START

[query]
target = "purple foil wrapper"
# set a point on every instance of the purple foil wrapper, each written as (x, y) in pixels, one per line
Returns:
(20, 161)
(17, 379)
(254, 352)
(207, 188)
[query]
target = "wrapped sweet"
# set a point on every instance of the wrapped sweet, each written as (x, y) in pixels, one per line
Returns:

END

Update the listing above by replacing every "instance" with "occurrence" and leaving everything else unchanged.

> Reply
[query]
target = "purple foil wrapper"
# set a point on every occurrence of the purple foil wrapper, each written as (x, y) in pixels, one per line
Returns:
(20, 161)
(17, 379)
(254, 352)
(207, 188)
[query]
target = "wrapped sweet"
# set a point on every occurrence of the wrapped sweet, each written as (x, y) in pixels, one per line
Returns:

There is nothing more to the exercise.